### Exercise aim
Render the listing, from its first line through the line that contains "x=139, y=351", as a JSON list of strings with one string per line. Leave out blank lines and the pictures.

begin Given data

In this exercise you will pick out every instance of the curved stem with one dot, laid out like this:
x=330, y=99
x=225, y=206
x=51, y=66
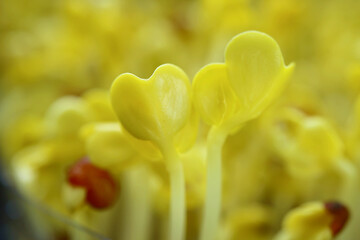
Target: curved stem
x=215, y=142
x=138, y=207
x=177, y=185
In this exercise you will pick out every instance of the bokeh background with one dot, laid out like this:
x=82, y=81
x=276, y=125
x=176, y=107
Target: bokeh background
x=50, y=49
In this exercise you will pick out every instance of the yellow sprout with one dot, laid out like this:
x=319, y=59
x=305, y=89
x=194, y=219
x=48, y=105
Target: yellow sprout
x=227, y=95
x=156, y=109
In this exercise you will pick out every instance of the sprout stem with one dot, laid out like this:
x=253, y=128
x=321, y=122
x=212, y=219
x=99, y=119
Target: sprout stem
x=138, y=209
x=215, y=142
x=177, y=185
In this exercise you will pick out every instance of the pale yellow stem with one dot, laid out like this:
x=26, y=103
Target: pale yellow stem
x=211, y=215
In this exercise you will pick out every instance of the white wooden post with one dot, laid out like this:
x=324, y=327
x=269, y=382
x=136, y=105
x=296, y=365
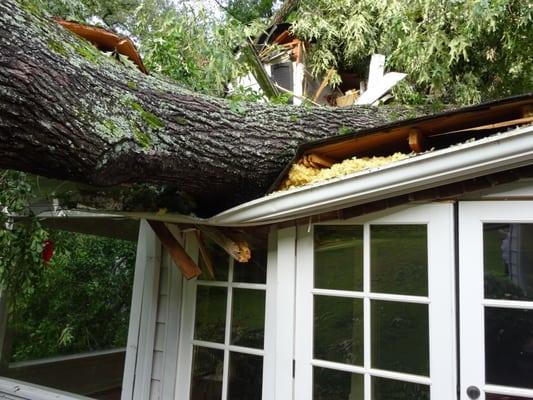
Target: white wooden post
x=139, y=351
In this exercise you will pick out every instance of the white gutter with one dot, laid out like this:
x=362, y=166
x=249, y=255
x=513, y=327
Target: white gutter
x=456, y=163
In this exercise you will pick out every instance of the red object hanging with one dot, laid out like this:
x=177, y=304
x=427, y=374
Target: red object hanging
x=48, y=250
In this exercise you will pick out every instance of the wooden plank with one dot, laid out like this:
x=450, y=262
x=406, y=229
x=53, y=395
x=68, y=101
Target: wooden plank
x=187, y=266
x=239, y=250
x=383, y=86
x=417, y=140
x=323, y=85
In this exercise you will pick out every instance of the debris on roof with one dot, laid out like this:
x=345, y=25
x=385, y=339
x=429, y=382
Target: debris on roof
x=301, y=175
x=105, y=40
x=346, y=154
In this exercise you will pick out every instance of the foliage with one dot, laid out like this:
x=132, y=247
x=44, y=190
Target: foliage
x=193, y=47
x=460, y=51
x=80, y=302
x=246, y=11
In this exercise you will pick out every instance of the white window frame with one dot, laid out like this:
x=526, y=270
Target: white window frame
x=472, y=215
x=441, y=299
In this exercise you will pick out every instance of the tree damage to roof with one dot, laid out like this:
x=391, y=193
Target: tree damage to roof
x=105, y=40
x=346, y=154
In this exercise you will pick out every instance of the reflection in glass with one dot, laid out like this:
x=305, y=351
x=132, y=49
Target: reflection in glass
x=338, y=329
x=509, y=347
x=329, y=384
x=220, y=260
x=339, y=257
x=248, y=318
x=388, y=389
x=210, y=319
x=399, y=259
x=254, y=271
x=245, y=377
x=400, y=337
x=490, y=396
x=207, y=367
x=508, y=261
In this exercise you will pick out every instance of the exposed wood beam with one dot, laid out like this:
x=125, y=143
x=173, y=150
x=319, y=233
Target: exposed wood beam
x=417, y=140
x=239, y=250
x=204, y=253
x=183, y=261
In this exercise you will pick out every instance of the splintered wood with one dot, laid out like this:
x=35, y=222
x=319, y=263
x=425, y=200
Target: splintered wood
x=187, y=266
x=304, y=173
x=238, y=249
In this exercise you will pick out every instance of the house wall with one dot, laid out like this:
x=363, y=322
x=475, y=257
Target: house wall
x=162, y=329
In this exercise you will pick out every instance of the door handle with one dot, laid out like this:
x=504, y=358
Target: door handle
x=473, y=392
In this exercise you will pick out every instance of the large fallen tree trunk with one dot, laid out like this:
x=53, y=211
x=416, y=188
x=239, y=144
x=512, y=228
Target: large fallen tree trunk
x=70, y=112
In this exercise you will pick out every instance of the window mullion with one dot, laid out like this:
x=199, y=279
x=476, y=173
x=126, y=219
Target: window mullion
x=366, y=309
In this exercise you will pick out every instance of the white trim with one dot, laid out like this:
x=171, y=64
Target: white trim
x=271, y=318
x=372, y=296
x=440, y=300
x=172, y=329
x=145, y=353
x=508, y=391
x=423, y=380
x=523, y=305
x=146, y=236
x=303, y=335
x=183, y=374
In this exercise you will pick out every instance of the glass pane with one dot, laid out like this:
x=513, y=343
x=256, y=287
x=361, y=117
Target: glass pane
x=254, y=271
x=220, y=260
x=338, y=329
x=509, y=347
x=210, y=319
x=248, y=318
x=388, y=389
x=245, y=377
x=207, y=367
x=339, y=257
x=399, y=259
x=400, y=337
x=329, y=384
x=508, y=261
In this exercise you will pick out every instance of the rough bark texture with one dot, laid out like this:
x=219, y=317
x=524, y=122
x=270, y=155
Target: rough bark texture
x=70, y=112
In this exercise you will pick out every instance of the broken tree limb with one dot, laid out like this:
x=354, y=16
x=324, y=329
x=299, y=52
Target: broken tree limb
x=239, y=250
x=183, y=261
x=69, y=112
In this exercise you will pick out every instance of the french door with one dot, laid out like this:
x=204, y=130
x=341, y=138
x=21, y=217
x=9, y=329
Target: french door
x=496, y=297
x=375, y=317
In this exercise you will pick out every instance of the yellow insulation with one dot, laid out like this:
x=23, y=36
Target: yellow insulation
x=300, y=175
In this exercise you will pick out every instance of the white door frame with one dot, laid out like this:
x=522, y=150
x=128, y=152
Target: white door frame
x=441, y=299
x=279, y=319
x=472, y=215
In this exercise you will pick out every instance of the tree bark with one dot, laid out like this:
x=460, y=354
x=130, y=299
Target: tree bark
x=72, y=113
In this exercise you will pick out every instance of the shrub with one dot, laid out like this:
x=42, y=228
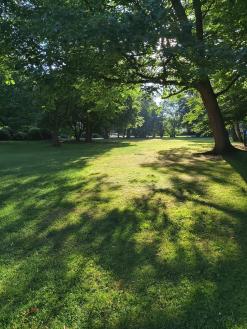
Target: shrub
x=20, y=135
x=45, y=133
x=34, y=133
x=5, y=134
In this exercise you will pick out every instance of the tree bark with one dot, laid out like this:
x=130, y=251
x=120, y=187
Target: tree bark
x=55, y=139
x=89, y=132
x=233, y=134
x=238, y=132
x=221, y=138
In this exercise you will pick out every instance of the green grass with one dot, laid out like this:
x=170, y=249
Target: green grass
x=132, y=234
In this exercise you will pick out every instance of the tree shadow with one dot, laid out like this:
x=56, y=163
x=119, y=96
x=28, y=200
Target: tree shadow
x=170, y=258
x=238, y=161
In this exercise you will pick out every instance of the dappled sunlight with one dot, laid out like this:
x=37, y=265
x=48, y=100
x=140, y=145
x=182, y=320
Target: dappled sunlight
x=78, y=242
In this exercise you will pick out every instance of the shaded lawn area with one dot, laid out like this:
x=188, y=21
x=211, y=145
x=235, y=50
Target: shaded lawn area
x=131, y=234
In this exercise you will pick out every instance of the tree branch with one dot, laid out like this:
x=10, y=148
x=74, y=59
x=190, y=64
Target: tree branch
x=199, y=19
x=228, y=87
x=182, y=17
x=176, y=93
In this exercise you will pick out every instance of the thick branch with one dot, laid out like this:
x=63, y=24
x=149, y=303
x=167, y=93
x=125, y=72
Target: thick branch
x=228, y=87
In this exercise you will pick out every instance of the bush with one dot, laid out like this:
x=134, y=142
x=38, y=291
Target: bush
x=5, y=134
x=34, y=133
x=20, y=135
x=45, y=133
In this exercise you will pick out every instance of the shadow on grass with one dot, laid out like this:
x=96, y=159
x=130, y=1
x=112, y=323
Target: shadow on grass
x=81, y=263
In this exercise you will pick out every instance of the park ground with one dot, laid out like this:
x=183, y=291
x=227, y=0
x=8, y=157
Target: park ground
x=140, y=234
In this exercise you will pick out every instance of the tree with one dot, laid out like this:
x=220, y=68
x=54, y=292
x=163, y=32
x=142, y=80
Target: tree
x=176, y=44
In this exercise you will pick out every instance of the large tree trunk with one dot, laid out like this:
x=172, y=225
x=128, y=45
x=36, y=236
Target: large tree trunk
x=55, y=139
x=221, y=138
x=238, y=132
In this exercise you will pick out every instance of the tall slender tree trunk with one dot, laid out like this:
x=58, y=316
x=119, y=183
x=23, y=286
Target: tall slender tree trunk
x=55, y=139
x=221, y=138
x=233, y=134
x=89, y=132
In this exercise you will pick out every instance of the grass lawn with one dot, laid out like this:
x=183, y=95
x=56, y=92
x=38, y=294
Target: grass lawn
x=122, y=235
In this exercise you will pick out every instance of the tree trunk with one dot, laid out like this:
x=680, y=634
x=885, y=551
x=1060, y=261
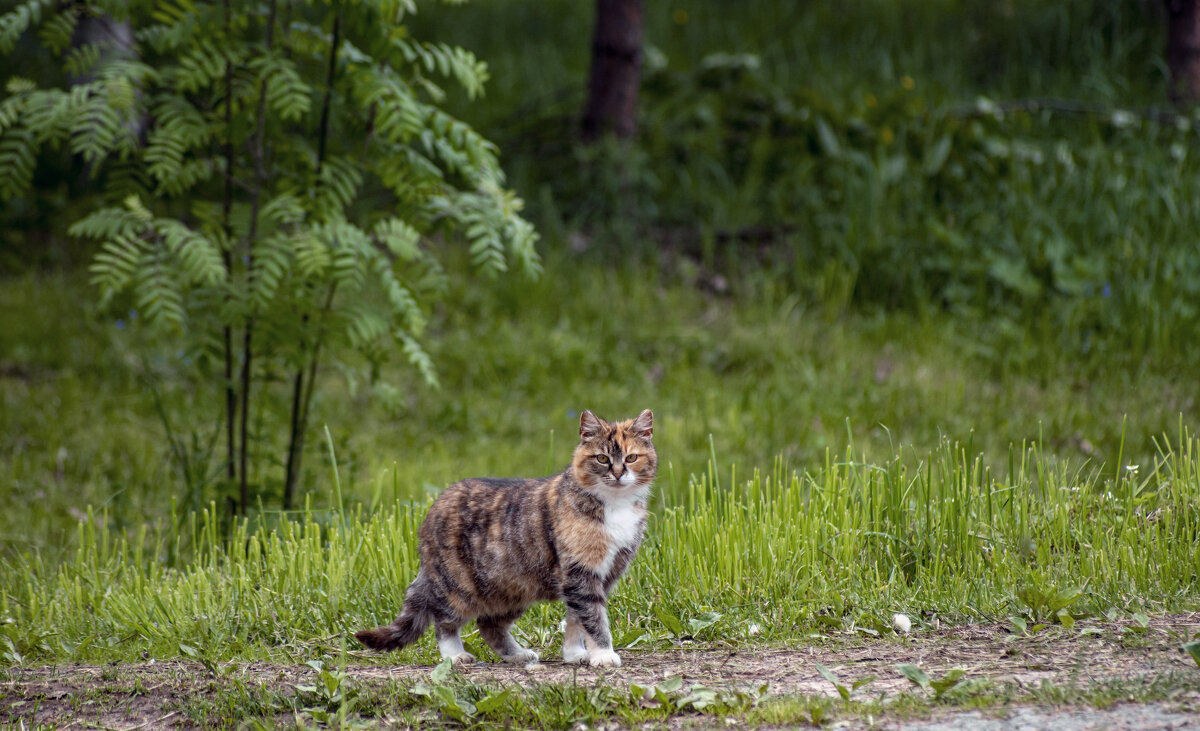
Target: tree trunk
x=1183, y=49
x=616, y=69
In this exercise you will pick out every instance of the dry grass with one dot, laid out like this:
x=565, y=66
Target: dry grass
x=156, y=694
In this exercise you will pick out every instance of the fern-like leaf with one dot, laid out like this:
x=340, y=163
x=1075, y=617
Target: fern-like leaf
x=16, y=22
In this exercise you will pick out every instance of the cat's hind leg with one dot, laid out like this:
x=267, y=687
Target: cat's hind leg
x=497, y=631
x=450, y=643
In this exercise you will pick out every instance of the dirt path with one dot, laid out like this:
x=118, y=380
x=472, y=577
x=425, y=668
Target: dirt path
x=153, y=694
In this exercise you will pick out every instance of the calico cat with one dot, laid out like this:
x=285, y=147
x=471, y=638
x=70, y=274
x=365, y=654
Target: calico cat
x=490, y=547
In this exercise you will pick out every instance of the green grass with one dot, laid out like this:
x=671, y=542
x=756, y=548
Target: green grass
x=844, y=467
x=826, y=461
x=846, y=541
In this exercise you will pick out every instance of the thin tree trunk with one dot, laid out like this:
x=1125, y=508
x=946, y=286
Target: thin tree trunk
x=616, y=69
x=227, y=223
x=1183, y=49
x=300, y=397
x=261, y=181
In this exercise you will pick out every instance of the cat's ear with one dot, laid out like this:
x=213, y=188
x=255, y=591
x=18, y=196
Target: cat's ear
x=643, y=425
x=589, y=425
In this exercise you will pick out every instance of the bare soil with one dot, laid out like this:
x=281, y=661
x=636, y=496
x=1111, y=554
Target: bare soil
x=156, y=694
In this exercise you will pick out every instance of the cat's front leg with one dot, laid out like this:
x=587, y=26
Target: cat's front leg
x=587, y=619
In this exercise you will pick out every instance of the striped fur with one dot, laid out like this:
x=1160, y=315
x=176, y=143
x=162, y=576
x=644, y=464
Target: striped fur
x=490, y=547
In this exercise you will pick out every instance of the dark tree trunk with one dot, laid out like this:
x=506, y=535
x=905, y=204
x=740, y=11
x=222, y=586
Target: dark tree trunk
x=616, y=69
x=1183, y=49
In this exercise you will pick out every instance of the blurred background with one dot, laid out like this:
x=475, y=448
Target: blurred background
x=785, y=226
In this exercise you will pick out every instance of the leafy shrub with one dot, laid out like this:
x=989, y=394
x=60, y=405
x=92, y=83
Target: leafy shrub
x=277, y=181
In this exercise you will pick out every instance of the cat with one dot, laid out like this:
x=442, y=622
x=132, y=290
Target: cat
x=490, y=547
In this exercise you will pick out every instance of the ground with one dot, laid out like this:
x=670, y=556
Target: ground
x=1091, y=676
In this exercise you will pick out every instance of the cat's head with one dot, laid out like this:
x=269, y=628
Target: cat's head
x=616, y=457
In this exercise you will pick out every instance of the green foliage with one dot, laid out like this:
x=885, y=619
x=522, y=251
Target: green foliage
x=269, y=591
x=937, y=687
x=285, y=192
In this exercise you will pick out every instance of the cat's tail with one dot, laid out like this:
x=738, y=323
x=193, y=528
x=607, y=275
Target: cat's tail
x=408, y=627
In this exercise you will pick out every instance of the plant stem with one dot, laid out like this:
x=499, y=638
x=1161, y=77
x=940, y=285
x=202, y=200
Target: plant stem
x=261, y=180
x=301, y=396
x=227, y=255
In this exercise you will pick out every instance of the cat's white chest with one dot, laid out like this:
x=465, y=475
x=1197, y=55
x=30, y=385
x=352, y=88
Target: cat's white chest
x=622, y=522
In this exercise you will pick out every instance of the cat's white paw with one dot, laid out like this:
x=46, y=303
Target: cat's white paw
x=522, y=657
x=574, y=653
x=604, y=658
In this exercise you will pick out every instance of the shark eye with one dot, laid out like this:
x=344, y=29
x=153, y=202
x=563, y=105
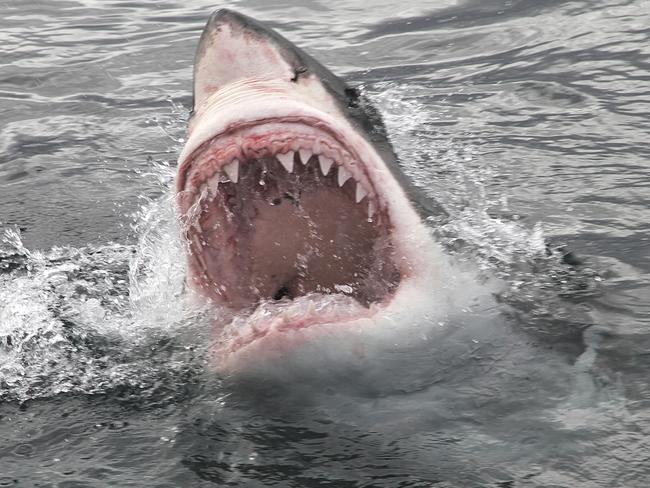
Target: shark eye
x=352, y=95
x=297, y=72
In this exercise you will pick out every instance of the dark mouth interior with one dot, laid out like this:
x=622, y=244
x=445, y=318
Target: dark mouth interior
x=279, y=235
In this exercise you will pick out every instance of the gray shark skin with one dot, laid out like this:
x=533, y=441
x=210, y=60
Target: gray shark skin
x=356, y=107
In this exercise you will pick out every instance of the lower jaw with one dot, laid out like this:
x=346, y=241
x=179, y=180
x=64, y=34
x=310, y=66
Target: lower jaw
x=276, y=323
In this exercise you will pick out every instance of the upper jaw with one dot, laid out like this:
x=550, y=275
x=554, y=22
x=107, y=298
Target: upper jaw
x=292, y=140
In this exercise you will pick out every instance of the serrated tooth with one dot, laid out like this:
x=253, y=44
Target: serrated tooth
x=305, y=155
x=325, y=164
x=213, y=186
x=287, y=160
x=344, y=175
x=361, y=192
x=232, y=170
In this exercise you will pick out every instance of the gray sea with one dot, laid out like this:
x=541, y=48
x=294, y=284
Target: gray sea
x=527, y=120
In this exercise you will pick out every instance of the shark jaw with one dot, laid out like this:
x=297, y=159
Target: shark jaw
x=292, y=216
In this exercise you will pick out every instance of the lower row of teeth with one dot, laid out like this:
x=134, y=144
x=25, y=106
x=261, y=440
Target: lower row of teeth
x=231, y=171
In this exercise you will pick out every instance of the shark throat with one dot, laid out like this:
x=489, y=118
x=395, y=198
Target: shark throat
x=285, y=214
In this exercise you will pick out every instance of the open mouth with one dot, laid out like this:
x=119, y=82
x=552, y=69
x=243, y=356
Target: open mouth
x=278, y=210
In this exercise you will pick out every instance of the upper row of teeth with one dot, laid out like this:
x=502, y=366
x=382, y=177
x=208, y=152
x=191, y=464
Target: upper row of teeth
x=287, y=160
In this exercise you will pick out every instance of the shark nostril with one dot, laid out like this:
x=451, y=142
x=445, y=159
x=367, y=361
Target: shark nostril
x=283, y=293
x=297, y=72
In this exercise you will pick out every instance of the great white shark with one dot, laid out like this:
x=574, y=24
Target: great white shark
x=295, y=210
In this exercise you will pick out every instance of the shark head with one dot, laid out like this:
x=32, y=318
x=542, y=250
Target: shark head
x=293, y=205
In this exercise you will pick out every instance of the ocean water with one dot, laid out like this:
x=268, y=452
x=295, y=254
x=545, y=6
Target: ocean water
x=527, y=121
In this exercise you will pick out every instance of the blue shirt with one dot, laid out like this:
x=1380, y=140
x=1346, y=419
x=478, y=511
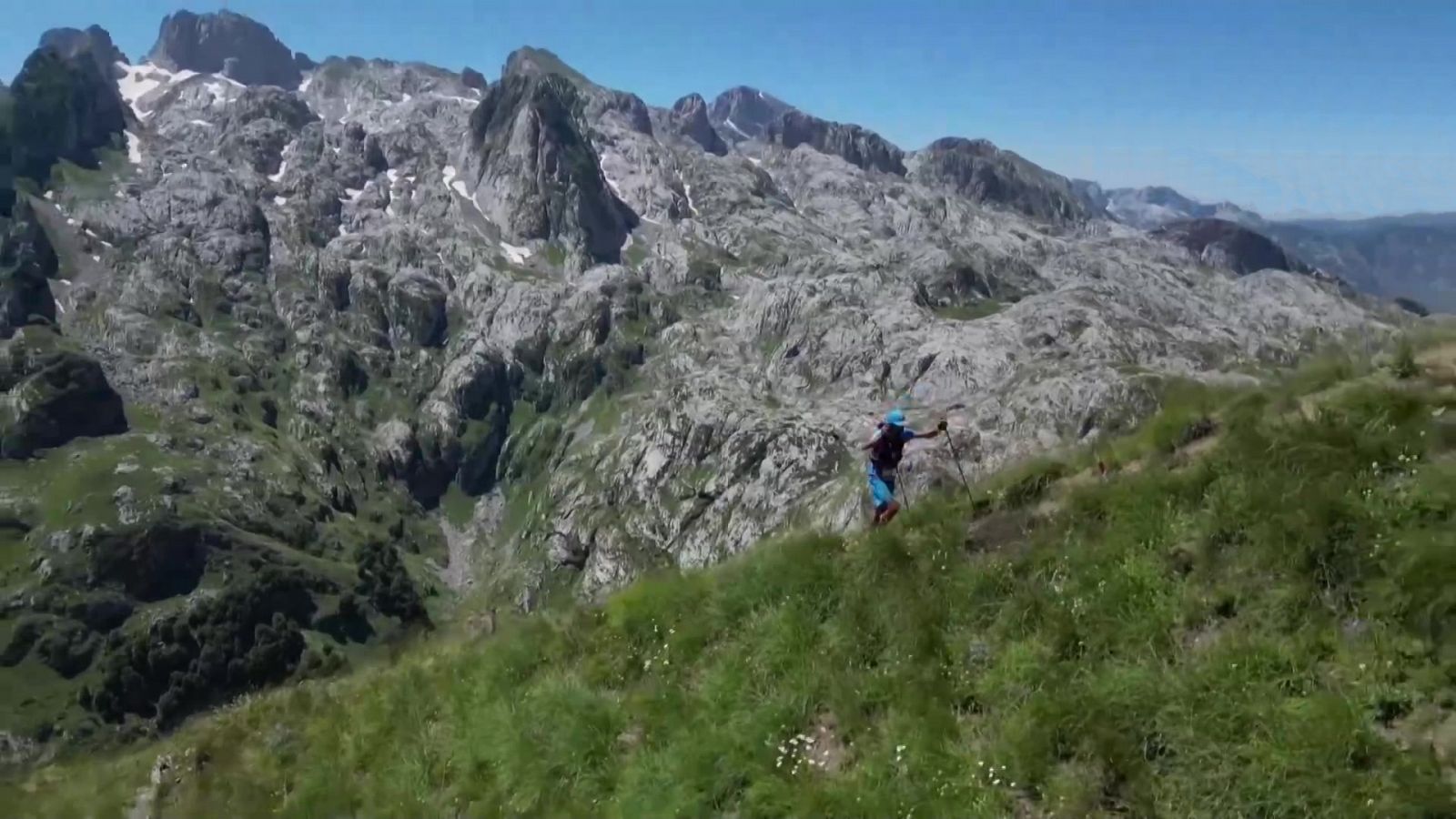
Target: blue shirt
x=887, y=455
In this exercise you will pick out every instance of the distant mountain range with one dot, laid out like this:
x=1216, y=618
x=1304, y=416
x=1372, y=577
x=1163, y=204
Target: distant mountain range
x=1395, y=257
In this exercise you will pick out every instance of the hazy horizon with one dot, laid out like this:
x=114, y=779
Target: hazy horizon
x=1290, y=113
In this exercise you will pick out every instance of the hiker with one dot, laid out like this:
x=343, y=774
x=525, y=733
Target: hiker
x=885, y=450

end Given data

### Full output
[
  "In this exercise you will pick out every instance of the curved stem with one dot, laid out like this:",
  "x=330, y=99",
  "x=225, y=206",
  "x=51, y=66",
  "Target: curved stem",
  "x=215, y=142",
  "x=138, y=207",
  "x=177, y=185",
  "In this exercise you will pick out every instance of the bokeh background with one dot, laid out like this:",
  "x=82, y=81",
  "x=276, y=125",
  "x=176, y=107",
  "Target: bokeh background",
  "x=50, y=49",
  "In this exercise you will pick out every instance of the yellow sprout with one dot, laid out like this:",
  "x=319, y=59",
  "x=305, y=89",
  "x=194, y=219",
  "x=48, y=105",
  "Target: yellow sprout",
  "x=227, y=95",
  "x=156, y=109",
  "In this exercise you will pick out every instance of the sprout stem with one dot, laid out like this:",
  "x=253, y=128",
  "x=321, y=122",
  "x=212, y=219",
  "x=99, y=119",
  "Target: sprout stem",
  "x=138, y=209",
  "x=215, y=142",
  "x=177, y=185",
  "In this exercise you will pick out every instance of the pale yellow stem with one dot, laid out like this:",
  "x=26, y=103",
  "Target: pale yellow stem",
  "x=211, y=215",
  "In this exercise you will pick out every instance of the white wooden post with one dot, laid out like this:",
  "x=324, y=327",
  "x=269, y=382",
  "x=136, y=105",
  "x=296, y=365",
  "Target: white wooden post",
  "x=139, y=351"
]